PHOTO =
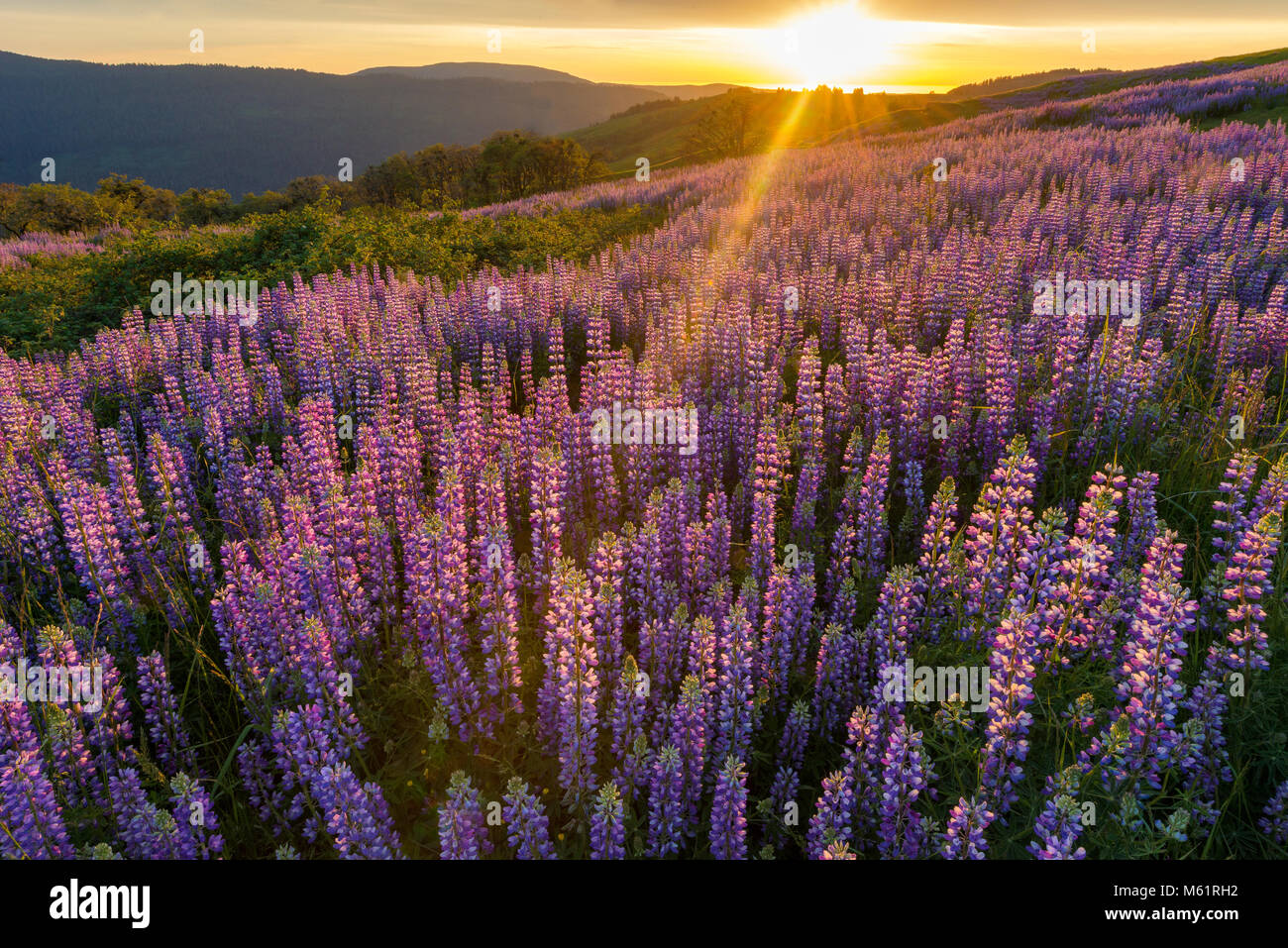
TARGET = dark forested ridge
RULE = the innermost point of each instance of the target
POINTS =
(252, 129)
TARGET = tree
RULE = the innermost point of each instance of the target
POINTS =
(725, 128)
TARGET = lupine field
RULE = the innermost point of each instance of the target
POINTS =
(361, 579)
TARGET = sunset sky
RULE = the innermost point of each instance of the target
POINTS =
(894, 44)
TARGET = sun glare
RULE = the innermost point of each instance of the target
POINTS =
(833, 46)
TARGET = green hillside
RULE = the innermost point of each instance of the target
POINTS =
(665, 133)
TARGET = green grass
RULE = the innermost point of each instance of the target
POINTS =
(59, 300)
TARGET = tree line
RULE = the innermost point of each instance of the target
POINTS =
(507, 165)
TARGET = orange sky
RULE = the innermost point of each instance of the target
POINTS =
(660, 42)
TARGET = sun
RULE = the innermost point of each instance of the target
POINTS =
(833, 46)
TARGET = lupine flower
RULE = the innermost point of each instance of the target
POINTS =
(527, 827)
(729, 811)
(462, 828)
(964, 837)
(606, 824)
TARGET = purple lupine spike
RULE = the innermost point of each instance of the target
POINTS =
(437, 579)
(1142, 515)
(29, 810)
(170, 742)
(936, 540)
(835, 678)
(527, 826)
(1149, 681)
(964, 836)
(997, 533)
(765, 484)
(462, 827)
(735, 706)
(548, 493)
(1012, 664)
(606, 824)
(357, 817)
(1274, 820)
(831, 822)
(729, 811)
(666, 804)
(688, 734)
(872, 532)
(1060, 820)
(196, 820)
(497, 608)
(576, 683)
(1247, 583)
(629, 724)
(608, 572)
(905, 777)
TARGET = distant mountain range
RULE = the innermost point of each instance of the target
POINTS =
(254, 129)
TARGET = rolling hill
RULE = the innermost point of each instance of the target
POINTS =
(254, 129)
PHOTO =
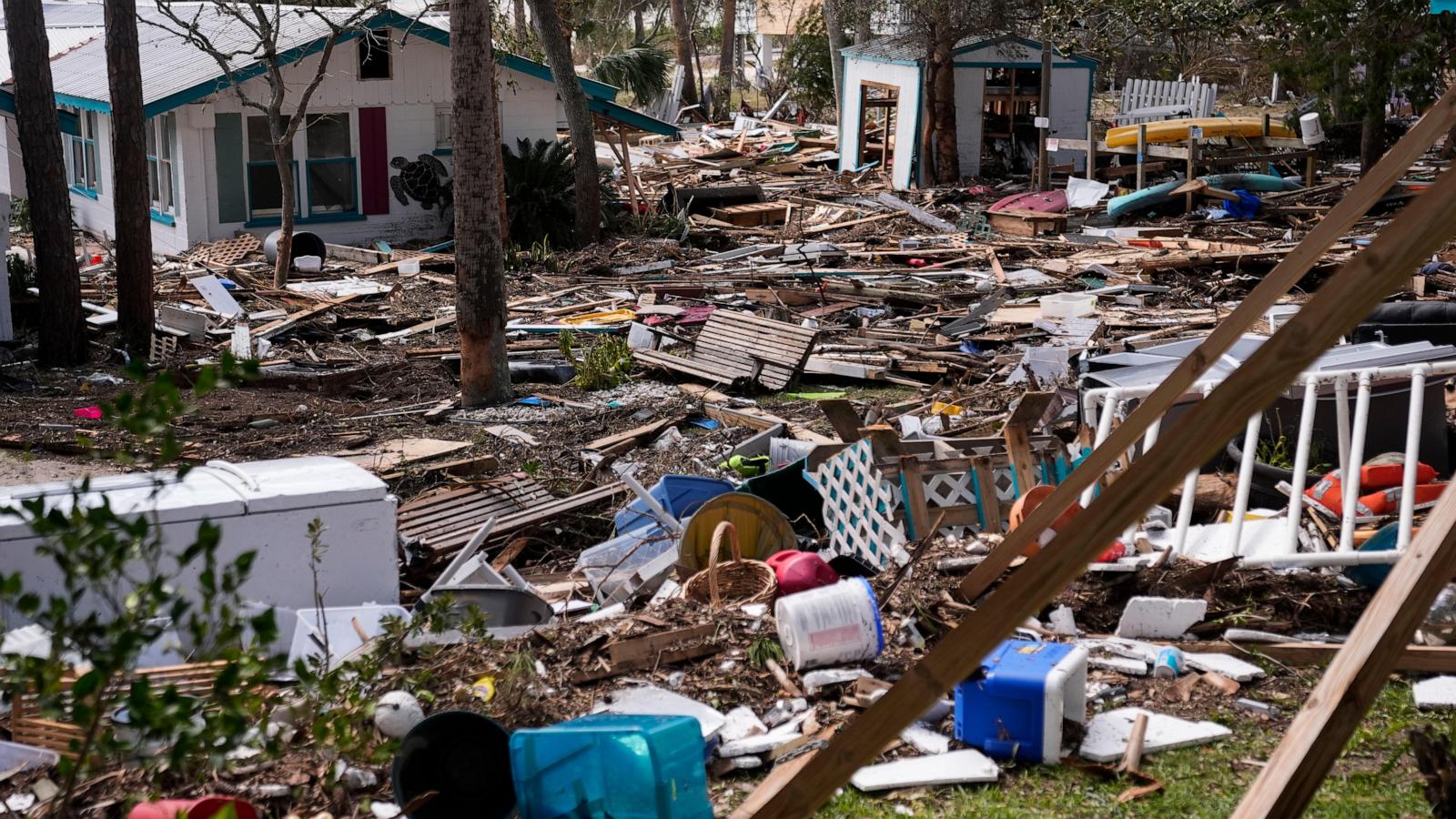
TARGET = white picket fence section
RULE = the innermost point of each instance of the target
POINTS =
(1147, 101)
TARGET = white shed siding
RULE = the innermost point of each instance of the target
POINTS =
(907, 77)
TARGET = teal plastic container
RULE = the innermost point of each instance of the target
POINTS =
(612, 765)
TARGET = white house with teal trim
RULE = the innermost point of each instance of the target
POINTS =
(997, 89)
(369, 157)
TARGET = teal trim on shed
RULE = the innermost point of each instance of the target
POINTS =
(228, 149)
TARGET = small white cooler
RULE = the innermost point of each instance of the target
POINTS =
(264, 506)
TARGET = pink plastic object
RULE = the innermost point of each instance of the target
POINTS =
(800, 571)
(206, 807)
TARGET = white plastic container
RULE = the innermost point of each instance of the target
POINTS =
(830, 625)
(1067, 305)
(1310, 130)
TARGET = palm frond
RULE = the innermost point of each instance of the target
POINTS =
(641, 70)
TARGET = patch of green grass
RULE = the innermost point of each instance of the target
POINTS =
(1375, 777)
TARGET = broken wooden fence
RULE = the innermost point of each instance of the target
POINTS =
(1339, 307)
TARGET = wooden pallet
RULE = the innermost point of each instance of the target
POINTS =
(29, 727)
(446, 519)
(753, 215)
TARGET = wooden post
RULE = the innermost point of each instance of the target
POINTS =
(1359, 672)
(1274, 286)
(1142, 146)
(1091, 150)
(1339, 307)
(1191, 174)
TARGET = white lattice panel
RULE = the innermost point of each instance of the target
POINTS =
(859, 508)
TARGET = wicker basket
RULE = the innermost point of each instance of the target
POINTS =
(739, 581)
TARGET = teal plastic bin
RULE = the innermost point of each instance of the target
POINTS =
(612, 765)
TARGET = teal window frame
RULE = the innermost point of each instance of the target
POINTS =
(86, 179)
(354, 175)
(160, 136)
(298, 200)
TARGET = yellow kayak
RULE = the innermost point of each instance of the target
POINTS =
(1177, 130)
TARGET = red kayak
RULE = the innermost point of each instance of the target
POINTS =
(1036, 201)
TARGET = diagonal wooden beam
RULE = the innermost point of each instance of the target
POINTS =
(1339, 307)
(1438, 121)
(1359, 672)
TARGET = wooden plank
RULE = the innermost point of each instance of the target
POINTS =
(1358, 673)
(284, 324)
(1337, 308)
(1431, 659)
(637, 651)
(1279, 281)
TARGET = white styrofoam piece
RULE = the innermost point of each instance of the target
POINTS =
(1161, 617)
(742, 723)
(1120, 665)
(1107, 733)
(766, 742)
(1229, 666)
(1436, 693)
(1063, 622)
(652, 700)
(953, 768)
(926, 741)
(216, 295)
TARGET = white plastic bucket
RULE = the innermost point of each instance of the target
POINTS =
(832, 624)
(1310, 130)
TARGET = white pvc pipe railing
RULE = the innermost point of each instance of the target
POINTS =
(1103, 407)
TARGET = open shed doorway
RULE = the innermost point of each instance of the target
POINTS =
(1011, 106)
(877, 124)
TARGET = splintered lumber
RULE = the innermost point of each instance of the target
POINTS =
(1336, 309)
(1358, 673)
(919, 215)
(1279, 281)
(291, 321)
(1431, 659)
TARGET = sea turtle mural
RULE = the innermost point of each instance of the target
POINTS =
(424, 181)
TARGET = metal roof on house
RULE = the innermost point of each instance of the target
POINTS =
(909, 50)
(67, 25)
(174, 72)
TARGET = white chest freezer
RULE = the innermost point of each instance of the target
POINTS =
(264, 506)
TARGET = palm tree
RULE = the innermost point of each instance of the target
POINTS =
(553, 36)
(485, 375)
(641, 70)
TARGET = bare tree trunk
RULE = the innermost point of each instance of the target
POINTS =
(834, 28)
(684, 50)
(485, 376)
(283, 157)
(728, 44)
(579, 118)
(128, 160)
(1045, 109)
(63, 336)
(946, 147)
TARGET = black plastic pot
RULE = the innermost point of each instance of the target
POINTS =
(465, 758)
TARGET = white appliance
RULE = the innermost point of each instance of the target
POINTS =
(264, 506)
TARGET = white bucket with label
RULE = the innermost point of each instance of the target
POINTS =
(832, 624)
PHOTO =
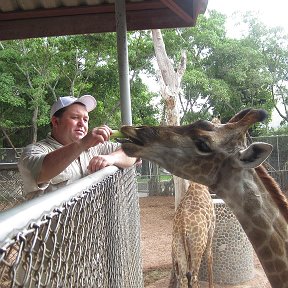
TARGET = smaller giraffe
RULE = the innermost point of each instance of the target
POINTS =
(193, 229)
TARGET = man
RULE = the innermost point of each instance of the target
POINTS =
(69, 152)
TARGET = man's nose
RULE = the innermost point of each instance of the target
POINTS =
(81, 122)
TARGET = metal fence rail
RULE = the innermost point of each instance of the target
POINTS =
(84, 235)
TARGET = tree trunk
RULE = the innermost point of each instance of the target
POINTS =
(170, 80)
(34, 125)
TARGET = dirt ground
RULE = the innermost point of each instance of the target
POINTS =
(156, 235)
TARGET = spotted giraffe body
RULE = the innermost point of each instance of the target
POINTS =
(217, 155)
(193, 229)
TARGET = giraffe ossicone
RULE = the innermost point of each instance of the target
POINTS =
(216, 155)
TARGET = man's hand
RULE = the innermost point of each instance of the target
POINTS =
(96, 136)
(99, 162)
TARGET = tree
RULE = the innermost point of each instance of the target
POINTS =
(170, 83)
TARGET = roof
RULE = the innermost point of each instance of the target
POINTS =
(41, 18)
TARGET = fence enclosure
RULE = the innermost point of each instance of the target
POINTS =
(84, 235)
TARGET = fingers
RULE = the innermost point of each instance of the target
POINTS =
(102, 133)
(99, 162)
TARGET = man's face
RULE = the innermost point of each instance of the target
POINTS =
(72, 125)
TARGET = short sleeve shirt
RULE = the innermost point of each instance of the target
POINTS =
(30, 164)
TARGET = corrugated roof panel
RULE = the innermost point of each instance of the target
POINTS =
(21, 19)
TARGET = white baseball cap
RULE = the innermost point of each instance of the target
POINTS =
(88, 100)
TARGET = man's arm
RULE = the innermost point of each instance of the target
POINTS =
(117, 158)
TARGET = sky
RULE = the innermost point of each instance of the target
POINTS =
(271, 13)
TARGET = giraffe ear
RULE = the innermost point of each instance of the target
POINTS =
(254, 155)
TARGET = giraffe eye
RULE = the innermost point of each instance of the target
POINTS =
(202, 146)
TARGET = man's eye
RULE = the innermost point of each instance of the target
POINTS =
(202, 146)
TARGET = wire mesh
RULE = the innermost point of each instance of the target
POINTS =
(92, 240)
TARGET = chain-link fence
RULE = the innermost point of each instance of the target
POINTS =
(75, 236)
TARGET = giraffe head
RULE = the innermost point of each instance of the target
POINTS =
(198, 151)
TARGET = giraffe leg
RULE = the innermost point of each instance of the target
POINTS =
(209, 253)
(210, 265)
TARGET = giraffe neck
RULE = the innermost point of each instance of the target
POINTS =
(260, 216)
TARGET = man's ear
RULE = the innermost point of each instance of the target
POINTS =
(254, 155)
(54, 121)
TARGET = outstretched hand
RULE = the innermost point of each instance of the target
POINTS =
(96, 136)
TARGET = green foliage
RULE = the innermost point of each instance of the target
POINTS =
(223, 75)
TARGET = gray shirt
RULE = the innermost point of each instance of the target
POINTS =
(30, 164)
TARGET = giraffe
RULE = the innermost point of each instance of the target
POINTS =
(193, 229)
(217, 155)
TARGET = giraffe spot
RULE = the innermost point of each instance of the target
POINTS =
(265, 253)
(280, 265)
(275, 280)
(257, 237)
(284, 276)
(276, 245)
(260, 222)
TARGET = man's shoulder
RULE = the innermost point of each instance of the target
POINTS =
(45, 144)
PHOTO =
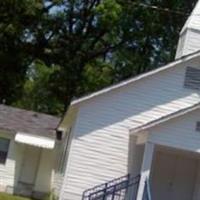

• • • • • • •

- What you need to do -
Locate each line in the records above that contains the string "shirt", and copy those lines out in full. Case matters when matching.

- Exercise solution -
TARGET = short sleeve shirt
TARGET = gray shirt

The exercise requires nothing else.